**What is required**: Pull out each line of text in the data below and reproduce it word for word, omitting the pictures.

**Data**:
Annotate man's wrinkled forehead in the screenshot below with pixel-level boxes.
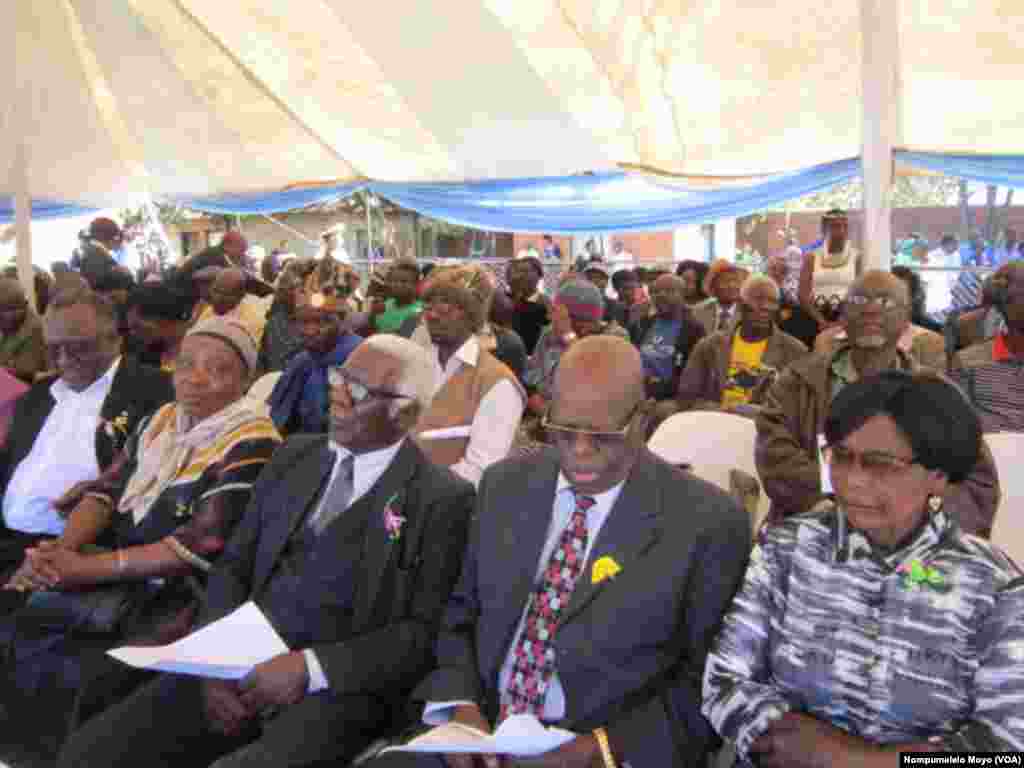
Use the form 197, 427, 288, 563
342, 344, 402, 391
847, 272, 910, 301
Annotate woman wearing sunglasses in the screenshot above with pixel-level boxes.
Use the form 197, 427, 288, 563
703, 371, 1024, 768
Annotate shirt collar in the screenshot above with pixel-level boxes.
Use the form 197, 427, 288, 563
992, 334, 1014, 362
830, 346, 857, 386
452, 334, 480, 368
50, 357, 121, 402
555, 471, 626, 506
329, 437, 406, 473
833, 506, 954, 571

**Result for this exercise**:
Annotate man's wrinkled forehead in the screenshot below with pixel-level boxes.
Use the form 197, 427, 288, 563
342, 344, 402, 391
847, 272, 910, 301
Annotate woman wearing sunglasses in the screenshot above with pixel-level boxes.
Use the form 197, 427, 288, 563
703, 371, 1024, 768
Annotate shirt collar in the screenshot above with pixel-level boxes.
Use the form 197, 427, 288, 563
992, 334, 1014, 362
830, 346, 857, 386
452, 334, 480, 368
50, 357, 121, 402
555, 471, 626, 506
329, 437, 406, 473
833, 506, 954, 571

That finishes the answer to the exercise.